**What is expected:**
All lines holding the word "shirt" are to be copied from the records beneath.

##### Record excerpts #####

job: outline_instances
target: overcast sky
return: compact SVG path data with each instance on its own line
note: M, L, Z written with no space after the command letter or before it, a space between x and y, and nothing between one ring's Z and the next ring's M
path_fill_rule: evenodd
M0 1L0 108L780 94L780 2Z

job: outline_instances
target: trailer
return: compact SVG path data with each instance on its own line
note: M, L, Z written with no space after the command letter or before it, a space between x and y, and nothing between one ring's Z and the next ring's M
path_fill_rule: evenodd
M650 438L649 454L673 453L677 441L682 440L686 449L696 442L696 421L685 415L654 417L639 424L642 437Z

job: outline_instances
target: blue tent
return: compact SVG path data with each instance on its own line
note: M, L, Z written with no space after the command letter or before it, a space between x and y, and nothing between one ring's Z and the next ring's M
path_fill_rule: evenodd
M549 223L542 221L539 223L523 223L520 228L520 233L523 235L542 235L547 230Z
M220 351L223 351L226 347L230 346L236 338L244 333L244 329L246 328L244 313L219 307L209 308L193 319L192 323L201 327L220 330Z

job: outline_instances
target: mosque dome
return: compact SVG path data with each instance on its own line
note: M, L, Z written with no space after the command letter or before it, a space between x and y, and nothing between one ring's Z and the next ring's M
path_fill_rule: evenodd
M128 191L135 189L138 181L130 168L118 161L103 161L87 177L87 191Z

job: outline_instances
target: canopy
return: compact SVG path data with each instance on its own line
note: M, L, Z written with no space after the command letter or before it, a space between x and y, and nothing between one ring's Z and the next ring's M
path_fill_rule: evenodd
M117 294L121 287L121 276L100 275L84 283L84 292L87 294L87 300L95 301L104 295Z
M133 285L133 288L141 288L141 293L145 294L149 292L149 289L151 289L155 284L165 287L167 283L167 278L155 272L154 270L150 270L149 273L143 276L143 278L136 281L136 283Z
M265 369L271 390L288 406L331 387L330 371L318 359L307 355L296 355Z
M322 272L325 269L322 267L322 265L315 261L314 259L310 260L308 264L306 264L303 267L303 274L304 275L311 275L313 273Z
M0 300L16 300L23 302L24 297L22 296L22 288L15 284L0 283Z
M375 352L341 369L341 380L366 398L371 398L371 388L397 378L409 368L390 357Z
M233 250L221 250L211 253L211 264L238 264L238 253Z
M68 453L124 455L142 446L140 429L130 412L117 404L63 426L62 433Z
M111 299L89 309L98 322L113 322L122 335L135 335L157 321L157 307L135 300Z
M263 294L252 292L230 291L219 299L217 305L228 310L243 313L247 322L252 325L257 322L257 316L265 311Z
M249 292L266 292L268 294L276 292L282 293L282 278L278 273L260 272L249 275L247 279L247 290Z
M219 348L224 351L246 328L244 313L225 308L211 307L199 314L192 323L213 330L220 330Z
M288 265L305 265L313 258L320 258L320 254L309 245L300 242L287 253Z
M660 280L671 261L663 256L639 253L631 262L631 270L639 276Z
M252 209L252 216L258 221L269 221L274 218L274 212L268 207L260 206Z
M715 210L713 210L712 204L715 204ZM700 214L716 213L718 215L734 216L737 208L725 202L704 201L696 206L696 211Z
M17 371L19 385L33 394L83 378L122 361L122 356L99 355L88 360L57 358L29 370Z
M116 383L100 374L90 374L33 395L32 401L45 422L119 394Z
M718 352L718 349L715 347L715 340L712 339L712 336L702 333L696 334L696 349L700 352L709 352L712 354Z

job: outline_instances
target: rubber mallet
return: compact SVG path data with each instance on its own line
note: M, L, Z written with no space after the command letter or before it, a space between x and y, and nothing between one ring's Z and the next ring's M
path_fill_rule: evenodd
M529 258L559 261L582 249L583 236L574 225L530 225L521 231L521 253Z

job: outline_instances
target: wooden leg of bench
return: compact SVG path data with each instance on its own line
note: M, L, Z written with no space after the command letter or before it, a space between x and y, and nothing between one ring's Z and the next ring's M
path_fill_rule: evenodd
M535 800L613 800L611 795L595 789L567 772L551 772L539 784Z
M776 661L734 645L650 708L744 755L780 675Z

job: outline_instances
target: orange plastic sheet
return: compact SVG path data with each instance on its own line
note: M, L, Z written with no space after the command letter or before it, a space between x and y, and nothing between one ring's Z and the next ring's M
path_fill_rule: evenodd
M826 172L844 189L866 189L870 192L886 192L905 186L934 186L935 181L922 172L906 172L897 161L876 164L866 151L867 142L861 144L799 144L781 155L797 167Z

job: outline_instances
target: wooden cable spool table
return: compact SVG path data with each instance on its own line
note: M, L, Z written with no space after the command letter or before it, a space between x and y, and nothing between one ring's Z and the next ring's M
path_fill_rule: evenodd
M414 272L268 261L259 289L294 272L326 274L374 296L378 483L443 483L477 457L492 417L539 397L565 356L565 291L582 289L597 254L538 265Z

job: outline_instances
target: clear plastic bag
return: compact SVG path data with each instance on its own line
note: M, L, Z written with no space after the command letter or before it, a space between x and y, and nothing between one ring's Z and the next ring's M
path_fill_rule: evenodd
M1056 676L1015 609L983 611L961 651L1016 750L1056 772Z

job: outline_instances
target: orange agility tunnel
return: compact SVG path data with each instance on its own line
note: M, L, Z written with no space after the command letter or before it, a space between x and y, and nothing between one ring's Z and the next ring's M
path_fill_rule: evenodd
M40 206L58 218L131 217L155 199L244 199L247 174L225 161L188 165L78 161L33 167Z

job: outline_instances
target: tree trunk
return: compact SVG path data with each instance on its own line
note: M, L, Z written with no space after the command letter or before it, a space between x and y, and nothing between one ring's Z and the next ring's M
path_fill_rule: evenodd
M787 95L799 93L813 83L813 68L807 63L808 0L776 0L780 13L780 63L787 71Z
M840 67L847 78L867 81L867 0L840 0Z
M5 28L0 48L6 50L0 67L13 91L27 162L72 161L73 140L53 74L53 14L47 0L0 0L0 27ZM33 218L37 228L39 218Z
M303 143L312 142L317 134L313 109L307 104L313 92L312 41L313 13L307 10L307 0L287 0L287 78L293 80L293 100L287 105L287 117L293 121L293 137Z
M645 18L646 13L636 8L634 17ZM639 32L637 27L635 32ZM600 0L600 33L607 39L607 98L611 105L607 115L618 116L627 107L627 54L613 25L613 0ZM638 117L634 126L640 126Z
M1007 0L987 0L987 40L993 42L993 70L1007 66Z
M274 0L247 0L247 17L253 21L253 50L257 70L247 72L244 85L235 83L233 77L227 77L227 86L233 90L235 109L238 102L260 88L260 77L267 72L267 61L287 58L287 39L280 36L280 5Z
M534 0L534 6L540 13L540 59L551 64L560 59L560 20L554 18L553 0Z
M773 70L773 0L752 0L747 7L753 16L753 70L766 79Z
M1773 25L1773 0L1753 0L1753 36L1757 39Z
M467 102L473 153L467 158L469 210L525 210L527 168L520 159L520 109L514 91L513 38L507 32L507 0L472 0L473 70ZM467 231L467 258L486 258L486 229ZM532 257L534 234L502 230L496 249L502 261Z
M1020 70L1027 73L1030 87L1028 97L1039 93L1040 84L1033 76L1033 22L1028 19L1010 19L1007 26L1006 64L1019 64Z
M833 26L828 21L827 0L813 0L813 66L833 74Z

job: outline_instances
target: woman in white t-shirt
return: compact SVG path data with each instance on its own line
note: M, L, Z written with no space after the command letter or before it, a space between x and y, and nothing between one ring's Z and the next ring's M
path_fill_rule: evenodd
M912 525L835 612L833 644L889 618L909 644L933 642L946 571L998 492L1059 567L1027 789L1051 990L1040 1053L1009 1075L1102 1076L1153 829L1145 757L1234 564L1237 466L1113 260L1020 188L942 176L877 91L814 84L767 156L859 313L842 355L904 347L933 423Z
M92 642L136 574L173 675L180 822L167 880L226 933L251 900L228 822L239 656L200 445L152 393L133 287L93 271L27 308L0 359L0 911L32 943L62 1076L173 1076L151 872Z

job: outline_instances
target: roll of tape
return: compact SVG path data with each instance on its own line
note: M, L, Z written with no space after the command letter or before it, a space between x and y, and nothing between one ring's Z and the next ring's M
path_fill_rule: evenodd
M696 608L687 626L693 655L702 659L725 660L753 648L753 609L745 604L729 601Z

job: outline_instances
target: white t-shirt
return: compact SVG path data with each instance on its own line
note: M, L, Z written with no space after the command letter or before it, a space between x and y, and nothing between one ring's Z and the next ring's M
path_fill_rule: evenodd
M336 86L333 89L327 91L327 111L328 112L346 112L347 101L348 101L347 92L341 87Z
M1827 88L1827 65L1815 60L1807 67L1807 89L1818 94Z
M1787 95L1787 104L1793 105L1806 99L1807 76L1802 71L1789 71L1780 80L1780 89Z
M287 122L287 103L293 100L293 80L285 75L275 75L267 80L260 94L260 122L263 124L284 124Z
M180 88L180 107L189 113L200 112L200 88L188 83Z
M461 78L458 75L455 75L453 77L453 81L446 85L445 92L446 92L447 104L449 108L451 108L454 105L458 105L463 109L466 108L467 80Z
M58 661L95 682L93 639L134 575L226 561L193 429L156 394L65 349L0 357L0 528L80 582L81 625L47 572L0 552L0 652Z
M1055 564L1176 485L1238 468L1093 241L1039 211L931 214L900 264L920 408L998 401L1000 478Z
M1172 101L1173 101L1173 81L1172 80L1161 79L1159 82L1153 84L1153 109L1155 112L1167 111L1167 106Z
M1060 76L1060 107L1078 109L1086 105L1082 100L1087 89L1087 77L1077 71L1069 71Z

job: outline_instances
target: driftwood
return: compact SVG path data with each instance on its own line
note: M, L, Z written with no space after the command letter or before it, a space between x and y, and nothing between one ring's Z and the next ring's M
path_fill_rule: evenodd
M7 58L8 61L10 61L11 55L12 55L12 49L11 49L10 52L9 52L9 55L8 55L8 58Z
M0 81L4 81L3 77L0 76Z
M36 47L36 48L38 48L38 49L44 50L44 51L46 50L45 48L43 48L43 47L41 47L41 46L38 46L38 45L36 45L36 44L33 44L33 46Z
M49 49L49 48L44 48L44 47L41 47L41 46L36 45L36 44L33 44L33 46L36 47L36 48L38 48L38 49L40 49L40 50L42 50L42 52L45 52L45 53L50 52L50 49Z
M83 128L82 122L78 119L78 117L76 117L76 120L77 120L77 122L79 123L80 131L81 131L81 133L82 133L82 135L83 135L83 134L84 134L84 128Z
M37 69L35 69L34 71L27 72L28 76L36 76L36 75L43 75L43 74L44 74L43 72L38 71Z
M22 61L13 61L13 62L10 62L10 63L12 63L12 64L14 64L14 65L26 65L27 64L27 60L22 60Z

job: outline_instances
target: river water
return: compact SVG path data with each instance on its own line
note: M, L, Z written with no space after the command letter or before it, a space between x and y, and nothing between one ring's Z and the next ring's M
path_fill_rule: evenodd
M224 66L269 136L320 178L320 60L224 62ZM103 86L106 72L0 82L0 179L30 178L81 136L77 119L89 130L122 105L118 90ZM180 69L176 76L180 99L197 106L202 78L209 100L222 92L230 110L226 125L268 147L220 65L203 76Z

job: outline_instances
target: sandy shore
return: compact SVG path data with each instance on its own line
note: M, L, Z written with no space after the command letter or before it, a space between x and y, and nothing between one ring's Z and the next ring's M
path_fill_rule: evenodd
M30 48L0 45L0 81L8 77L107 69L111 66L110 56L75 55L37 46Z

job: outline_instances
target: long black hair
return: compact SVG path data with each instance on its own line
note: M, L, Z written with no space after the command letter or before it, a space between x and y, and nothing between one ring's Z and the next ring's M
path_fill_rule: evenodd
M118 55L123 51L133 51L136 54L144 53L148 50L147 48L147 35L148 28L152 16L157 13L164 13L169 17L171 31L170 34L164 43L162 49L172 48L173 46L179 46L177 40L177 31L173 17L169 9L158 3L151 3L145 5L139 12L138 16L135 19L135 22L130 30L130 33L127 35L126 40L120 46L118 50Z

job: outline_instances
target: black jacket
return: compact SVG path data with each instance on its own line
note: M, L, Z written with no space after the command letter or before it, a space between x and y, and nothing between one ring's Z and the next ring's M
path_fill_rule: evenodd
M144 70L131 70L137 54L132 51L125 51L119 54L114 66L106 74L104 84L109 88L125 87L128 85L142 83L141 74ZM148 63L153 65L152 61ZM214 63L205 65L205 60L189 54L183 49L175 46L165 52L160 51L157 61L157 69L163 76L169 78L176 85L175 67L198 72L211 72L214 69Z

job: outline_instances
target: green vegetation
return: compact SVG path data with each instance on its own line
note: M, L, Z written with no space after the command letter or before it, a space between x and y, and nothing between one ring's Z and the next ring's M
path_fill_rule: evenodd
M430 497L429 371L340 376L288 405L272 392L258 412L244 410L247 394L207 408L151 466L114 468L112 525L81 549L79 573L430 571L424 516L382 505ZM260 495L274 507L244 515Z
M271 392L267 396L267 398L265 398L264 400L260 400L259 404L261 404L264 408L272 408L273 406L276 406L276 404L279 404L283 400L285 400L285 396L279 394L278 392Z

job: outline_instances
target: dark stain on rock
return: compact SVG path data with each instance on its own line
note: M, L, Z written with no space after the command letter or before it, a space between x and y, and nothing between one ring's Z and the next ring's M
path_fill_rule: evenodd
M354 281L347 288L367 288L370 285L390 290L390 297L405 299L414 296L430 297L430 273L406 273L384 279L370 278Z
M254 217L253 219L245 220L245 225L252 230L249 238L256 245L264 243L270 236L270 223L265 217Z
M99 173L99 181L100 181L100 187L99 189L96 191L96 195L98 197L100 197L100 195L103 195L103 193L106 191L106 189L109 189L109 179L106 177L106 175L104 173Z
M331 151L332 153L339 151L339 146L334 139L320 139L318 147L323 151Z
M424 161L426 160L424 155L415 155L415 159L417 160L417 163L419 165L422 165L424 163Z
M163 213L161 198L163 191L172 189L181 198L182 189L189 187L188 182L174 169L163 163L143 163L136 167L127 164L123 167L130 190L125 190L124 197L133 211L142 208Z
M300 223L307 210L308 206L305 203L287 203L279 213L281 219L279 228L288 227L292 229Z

#####

**Task result:**
target: woman in white t-shirt
target: white t-shirt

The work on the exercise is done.